--- EXCERPT PROVIDED ---

Search code examples
openclpyopenclcl

I get wrong output when adding arrays with opencl


I'm trying to sum 2 arrays with pyopencl, but I get strange numbers in output.

Code:

def sum_arrays_with_cl(array1, array2):
"""
    Sums 2 arrays with GPU. 
"""
ctx = cl.create_some_context()
queue = cl.CommandQueue(ctx)
mf = cl.mem_flags
a_array = numpy.array(array1)
b_array = numpy.array(array2)
a_buf = cl.Buffer(ctx, mf.READ_ONLY | mf.COPY_HOST_PTR, hostbuf=a_array)
b_buf = cl.Buffer(ctx, mf.READ_ONLY | mf.COPY_HOST_PTR, hostbuf=b_array)
dest_buf = cl.Buffer(ctx, mf.WRITE_ONLY, b_array.nbytes)
prg = cl.Program(ctx, """
__kernel void sum(__global const float *a,
__global const float *b, __global float *res_g)
{
  int gid = get_global_id(0);
  res_g[gid] = a[gid] + b[gid];
}
""").build()
prg.sum(queue, a_array.shape, None, a_buf, b_buf, dest_buf)
a_plus_b = numpy.empty_like(a_array)

---

WRITTEN TASK 1 | Report how many lines in the records contain the string "shinned". Give only the number.
These records are unrelated to the pyopencl post.

--- SUPPLIED ENTRIES ---

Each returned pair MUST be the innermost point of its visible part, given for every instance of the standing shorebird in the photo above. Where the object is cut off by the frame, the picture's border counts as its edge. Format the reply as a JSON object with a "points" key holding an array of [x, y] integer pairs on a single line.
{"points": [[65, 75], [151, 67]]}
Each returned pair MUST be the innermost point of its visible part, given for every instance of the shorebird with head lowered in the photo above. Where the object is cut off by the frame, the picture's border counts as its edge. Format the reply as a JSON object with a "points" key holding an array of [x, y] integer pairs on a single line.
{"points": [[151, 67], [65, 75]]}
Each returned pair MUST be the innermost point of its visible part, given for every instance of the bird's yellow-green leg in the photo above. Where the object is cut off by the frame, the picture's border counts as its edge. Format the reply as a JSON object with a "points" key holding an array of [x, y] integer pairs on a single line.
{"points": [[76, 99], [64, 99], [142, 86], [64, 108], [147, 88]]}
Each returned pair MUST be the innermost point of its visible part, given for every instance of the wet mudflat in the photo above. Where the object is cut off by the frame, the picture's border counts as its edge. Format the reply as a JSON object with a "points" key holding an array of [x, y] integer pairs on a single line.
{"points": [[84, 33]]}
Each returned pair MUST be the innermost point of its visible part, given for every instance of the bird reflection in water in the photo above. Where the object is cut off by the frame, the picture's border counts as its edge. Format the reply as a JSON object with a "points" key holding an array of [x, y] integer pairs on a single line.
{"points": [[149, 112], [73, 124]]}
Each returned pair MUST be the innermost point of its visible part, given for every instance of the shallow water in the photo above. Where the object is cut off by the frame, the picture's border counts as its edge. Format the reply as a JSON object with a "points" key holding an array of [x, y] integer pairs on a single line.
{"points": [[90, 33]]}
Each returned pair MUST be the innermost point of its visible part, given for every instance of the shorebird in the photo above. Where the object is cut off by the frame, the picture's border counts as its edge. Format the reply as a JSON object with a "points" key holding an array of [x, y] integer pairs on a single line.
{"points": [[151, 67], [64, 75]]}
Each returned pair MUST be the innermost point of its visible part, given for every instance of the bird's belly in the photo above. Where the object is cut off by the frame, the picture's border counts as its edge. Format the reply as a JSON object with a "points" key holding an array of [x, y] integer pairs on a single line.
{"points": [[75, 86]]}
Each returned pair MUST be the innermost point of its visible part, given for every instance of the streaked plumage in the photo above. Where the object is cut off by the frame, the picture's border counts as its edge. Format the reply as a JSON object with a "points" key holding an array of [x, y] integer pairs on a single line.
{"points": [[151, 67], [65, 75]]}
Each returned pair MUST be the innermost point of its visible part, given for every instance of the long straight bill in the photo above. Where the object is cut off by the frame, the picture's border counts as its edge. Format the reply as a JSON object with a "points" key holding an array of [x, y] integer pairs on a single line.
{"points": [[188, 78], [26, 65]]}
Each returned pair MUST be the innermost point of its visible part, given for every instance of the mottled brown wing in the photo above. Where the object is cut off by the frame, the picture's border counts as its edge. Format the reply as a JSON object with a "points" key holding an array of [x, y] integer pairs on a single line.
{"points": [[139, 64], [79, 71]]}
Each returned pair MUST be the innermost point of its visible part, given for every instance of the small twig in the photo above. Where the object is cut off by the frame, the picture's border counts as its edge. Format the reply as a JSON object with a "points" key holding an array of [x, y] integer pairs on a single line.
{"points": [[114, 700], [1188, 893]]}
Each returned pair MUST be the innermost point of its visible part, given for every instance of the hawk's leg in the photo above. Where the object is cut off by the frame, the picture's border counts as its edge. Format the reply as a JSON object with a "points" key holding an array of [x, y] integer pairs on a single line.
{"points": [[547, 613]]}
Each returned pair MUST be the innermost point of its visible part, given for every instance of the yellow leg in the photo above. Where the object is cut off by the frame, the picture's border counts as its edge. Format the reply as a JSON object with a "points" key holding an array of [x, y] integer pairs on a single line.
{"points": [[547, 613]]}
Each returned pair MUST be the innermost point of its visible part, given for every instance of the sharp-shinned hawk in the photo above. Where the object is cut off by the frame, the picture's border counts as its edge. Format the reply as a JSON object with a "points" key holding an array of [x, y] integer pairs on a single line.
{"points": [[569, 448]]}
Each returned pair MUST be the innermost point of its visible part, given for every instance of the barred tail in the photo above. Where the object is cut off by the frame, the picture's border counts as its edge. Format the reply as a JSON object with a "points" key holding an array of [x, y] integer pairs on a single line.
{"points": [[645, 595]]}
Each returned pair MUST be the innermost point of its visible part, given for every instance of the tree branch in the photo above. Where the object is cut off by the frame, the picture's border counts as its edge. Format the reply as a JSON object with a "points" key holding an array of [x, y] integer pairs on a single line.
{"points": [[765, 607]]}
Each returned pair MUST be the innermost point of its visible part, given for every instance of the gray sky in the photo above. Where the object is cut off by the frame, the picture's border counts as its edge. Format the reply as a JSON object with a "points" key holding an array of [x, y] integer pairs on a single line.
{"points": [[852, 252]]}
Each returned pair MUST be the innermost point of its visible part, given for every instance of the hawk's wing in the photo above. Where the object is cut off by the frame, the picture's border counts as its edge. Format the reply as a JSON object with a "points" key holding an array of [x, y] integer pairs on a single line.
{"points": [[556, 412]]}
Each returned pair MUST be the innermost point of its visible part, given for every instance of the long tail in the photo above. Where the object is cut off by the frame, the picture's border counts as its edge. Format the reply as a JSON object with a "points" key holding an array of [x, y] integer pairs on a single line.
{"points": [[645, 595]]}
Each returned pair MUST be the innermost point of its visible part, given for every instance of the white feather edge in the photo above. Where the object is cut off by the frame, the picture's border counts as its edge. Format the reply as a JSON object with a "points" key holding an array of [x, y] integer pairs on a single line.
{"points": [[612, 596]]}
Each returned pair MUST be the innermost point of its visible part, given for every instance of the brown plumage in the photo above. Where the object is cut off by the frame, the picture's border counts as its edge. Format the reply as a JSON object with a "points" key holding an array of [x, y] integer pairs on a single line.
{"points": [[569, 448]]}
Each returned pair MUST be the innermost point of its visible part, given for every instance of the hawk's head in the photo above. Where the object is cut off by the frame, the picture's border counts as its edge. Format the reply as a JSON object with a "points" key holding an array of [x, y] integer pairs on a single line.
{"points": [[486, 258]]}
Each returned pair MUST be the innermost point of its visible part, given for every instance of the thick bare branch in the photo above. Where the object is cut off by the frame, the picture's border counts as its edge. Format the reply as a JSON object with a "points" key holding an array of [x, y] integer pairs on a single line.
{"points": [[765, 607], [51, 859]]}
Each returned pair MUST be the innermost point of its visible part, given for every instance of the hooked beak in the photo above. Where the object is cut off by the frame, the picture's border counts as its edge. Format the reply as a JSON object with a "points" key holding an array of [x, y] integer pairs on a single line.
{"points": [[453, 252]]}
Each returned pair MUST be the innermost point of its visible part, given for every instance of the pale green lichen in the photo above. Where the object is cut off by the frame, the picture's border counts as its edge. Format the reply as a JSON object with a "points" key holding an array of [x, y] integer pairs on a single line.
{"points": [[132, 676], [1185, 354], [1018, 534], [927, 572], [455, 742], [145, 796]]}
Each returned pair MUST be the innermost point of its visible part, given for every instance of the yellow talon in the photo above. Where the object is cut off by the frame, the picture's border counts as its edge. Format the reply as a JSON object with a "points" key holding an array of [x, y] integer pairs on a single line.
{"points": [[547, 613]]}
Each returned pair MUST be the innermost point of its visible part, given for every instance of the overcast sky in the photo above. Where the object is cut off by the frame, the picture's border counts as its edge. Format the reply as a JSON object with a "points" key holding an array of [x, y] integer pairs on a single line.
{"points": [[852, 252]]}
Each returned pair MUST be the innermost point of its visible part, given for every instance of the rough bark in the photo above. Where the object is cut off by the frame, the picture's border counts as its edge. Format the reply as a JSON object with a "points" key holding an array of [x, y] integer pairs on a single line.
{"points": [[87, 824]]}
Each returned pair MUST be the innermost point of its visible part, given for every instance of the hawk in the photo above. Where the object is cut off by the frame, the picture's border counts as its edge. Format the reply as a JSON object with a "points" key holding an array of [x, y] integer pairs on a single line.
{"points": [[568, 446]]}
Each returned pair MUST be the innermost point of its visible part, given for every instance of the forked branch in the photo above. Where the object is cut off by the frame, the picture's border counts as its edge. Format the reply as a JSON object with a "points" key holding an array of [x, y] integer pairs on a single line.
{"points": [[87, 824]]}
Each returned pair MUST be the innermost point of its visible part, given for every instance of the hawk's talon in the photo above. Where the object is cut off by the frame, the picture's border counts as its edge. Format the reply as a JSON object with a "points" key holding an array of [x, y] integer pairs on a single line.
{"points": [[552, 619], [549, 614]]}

---

WRITTEN TASK 2 | Extend the pyopencl post, picking up right after its final line.

TASK OUTPUT 1 | 1

TASK OUTPUT 2 |
cl.enqueue_copy(queue, a_plus_b, dest_buf).wait()
return list(a_plus_b)

a = [1 for dummy in range(10)] b = [i for i in range(10)]

print sum_arrays_with_cl(a,b)

output:

[0, 0, 0, 0, 0, 5, 6, 7, 8, 9]

What I'm doing wrongly?


Solution

  • You need to be explicit about the types of your arrays, otherwise the arrays created on the host won't match what the device expects. Since your kernel is expecting 32-bit floating point data, you can create your arrays like this:

    a_array = numpy.array(array1).astype(numpy.float32)
    b_array = numpy.array(array2).astype(numpy.float32)